- _Challenge_:
Restate the full set of records exactly, word for word.

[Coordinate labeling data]
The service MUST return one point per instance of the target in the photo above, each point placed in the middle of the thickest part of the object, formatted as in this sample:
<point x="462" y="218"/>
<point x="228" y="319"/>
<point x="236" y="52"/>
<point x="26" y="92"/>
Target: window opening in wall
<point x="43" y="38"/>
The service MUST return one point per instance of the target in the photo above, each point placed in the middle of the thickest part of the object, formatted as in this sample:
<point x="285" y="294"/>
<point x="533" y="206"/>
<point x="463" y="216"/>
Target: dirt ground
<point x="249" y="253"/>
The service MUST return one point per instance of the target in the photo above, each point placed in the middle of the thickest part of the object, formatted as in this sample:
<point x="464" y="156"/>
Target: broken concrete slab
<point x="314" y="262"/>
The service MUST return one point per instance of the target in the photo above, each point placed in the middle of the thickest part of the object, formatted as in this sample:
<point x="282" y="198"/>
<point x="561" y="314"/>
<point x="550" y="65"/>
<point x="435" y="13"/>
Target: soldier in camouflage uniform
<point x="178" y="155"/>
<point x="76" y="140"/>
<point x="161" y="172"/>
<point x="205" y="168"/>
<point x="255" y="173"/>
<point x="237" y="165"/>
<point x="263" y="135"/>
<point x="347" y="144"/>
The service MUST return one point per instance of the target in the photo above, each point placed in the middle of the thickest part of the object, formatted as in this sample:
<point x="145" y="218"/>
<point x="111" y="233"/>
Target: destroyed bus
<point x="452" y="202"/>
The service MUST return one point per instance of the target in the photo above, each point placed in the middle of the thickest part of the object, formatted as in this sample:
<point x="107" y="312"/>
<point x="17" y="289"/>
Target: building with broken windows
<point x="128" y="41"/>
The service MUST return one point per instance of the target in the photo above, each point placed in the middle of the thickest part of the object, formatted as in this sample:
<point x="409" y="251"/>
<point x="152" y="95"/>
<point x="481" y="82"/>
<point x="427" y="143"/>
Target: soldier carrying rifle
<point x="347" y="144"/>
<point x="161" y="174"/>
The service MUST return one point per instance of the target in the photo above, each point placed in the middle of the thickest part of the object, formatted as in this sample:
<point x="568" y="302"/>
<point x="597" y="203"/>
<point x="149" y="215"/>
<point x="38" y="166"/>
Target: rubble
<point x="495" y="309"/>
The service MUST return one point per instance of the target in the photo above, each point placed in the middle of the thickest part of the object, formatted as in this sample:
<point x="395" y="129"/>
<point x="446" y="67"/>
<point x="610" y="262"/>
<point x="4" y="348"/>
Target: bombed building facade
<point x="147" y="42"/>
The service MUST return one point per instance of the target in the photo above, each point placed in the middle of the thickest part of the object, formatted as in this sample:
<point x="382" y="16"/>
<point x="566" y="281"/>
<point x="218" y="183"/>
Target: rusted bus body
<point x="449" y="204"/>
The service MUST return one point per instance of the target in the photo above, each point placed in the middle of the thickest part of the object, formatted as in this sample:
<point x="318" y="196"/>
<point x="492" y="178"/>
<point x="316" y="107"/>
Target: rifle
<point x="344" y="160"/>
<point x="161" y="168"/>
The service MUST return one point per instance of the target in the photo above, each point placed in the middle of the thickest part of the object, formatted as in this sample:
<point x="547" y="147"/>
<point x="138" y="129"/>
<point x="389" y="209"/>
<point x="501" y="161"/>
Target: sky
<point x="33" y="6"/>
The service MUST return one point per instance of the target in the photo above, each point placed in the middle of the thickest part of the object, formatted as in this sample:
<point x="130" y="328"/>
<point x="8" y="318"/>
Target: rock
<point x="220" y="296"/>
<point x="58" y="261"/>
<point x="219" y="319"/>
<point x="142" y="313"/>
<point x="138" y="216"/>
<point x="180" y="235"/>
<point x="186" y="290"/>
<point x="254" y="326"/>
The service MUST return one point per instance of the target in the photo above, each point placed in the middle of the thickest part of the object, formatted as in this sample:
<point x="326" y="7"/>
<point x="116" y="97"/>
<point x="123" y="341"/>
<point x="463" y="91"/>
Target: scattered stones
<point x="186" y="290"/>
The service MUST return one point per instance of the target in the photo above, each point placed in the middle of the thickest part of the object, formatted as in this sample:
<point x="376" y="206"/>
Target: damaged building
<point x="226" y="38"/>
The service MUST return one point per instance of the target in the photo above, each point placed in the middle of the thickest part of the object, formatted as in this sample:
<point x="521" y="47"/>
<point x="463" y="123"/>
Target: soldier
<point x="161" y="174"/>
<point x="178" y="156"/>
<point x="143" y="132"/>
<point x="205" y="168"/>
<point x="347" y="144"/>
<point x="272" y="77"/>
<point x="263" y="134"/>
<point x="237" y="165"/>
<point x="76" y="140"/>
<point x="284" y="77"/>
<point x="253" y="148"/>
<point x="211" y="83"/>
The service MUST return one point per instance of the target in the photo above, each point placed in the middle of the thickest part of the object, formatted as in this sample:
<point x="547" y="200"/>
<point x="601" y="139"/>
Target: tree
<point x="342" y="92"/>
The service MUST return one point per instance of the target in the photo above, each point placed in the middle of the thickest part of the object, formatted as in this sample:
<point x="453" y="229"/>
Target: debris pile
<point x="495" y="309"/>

- _Solution below_:
The service MUST return one point per instance of the target in the photo above, each point placed in the middle of the thickest part of the object, formatted as in this sample:
<point x="462" y="218"/>
<point x="228" y="319"/>
<point x="236" y="52"/>
<point x="26" y="92"/>
Target: window opening in wall
<point x="43" y="38"/>
The service MUST return one point per instance of the target in the photo above, each point placed in the middle of the thickest part of the object, formatted as in this sample:
<point x="285" y="294"/>
<point x="533" y="206"/>
<point x="463" y="216"/>
Target: dirt ground
<point x="249" y="253"/>
The service MUST return one point per instance of the target in the photo above, each point placed in the middle of the thickest part of the object, formatted as in this sample:
<point x="464" y="156"/>
Target: broken concrete slab
<point x="314" y="262"/>
The service MUST return one point per instance of the target in the photo above, each point placed in the middle of the thickest part of the object, formatted as in this sample:
<point x="282" y="198"/>
<point x="561" y="314"/>
<point x="550" y="65"/>
<point x="435" y="13"/>
Target: soldier in camouflage uniform
<point x="178" y="155"/>
<point x="76" y="140"/>
<point x="161" y="172"/>
<point x="205" y="168"/>
<point x="255" y="173"/>
<point x="237" y="165"/>
<point x="263" y="135"/>
<point x="347" y="144"/>
The service MUST return one point per instance of the target in the photo above, each point placed in the middle of the thickest part of the object, formatted as in this sample:
<point x="145" y="218"/>
<point x="111" y="233"/>
Target: destroyed bus
<point x="452" y="202"/>
The service MUST return one point per instance of the target in the photo above, each point placed in the middle of the thickest part of the object, formatted as in this sample:
<point x="107" y="312"/>
<point x="17" y="289"/>
Target: building with broken windows
<point x="128" y="41"/>
The service MUST return one point per instance of the target in the photo above, each point placed in the middle of the thickest part of the object, formatted as in this sample:
<point x="409" y="251"/>
<point x="152" y="95"/>
<point x="481" y="82"/>
<point x="427" y="143"/>
Target: soldier carrying rifle
<point x="347" y="144"/>
<point x="161" y="174"/>
The service MUST return one point per instance of the target in the photo above, each point placed in the middle of the thickest part of the object, formatted as in this sample:
<point x="568" y="302"/>
<point x="597" y="203"/>
<point x="149" y="215"/>
<point x="38" y="166"/>
Target: rubble
<point x="495" y="309"/>
The service MUST return one point per instance of the target in the photo above, each point placed in the middle of the thickest part of the object, formatted as in this sample:
<point x="395" y="129"/>
<point x="446" y="67"/>
<point x="610" y="262"/>
<point x="4" y="348"/>
Target: bombed building facade
<point x="147" y="42"/>
The service MUST return one point per instance of the target in the photo above, each point placed in the middle of the thickest part of the object, formatted as in this sample:
<point x="382" y="16"/>
<point x="566" y="281"/>
<point x="218" y="183"/>
Target: rusted bus body
<point x="449" y="204"/>
The service MUST return one point per instance of the target in the photo above, each point placed in the middle of the thickest part of the object, formatted as in this sample:
<point x="318" y="196"/>
<point x="492" y="178"/>
<point x="316" y="107"/>
Target: rifle
<point x="344" y="160"/>
<point x="161" y="168"/>
The service MUST return one point per instance of the target in the photo above, each point placed in the middle of the thickest part of the object, formatted as in this sample:
<point x="547" y="147"/>
<point x="138" y="129"/>
<point x="389" y="209"/>
<point x="501" y="161"/>
Target: sky
<point x="33" y="6"/>
The service MUST return one point per instance of the target in the photo above, each point placed in the middle of the thickest part of the object, formatted as in this sample:
<point x="130" y="328"/>
<point x="8" y="318"/>
Target: rock
<point x="220" y="296"/>
<point x="58" y="261"/>
<point x="219" y="319"/>
<point x="142" y="313"/>
<point x="138" y="216"/>
<point x="180" y="235"/>
<point x="186" y="290"/>
<point x="254" y="326"/>
The service MUST return one point per instance of the target in the photo above, each point placed in the middle of the thickest part of the object, formatted as in this sample:
<point x="326" y="7"/>
<point x="116" y="97"/>
<point x="123" y="341"/>
<point x="463" y="91"/>
Target: scattered stones
<point x="186" y="290"/>
The service MUST return one point per instance of the target in the photo above, each point placed in the middle of the thickest part of the object, formatted as in this sample:
<point x="376" y="206"/>
Target: damaged building
<point x="226" y="38"/>
The service MUST return one point per instance of the target in the photo above, each point placed in the middle of the thickest part of the object, formatted as in this sample:
<point x="521" y="47"/>
<point x="463" y="123"/>
Target: soldier
<point x="161" y="174"/>
<point x="178" y="156"/>
<point x="143" y="132"/>
<point x="205" y="168"/>
<point x="347" y="144"/>
<point x="272" y="77"/>
<point x="263" y="134"/>
<point x="237" y="165"/>
<point x="76" y="140"/>
<point x="284" y="77"/>
<point x="253" y="148"/>
<point x="211" y="83"/>
The service MUST return one point per instance of the target in the photo above, each point placed in the middle of the thickest part of the object, formatted as in this sample:
<point x="547" y="200"/>
<point x="601" y="139"/>
Target: tree
<point x="342" y="92"/>
The service MUST return one point per instance of the target in the photo above, each point placed in the middle of the thickest part of the object, formatted as in this sample:
<point x="453" y="229"/>
Target: debris pile
<point x="495" y="309"/>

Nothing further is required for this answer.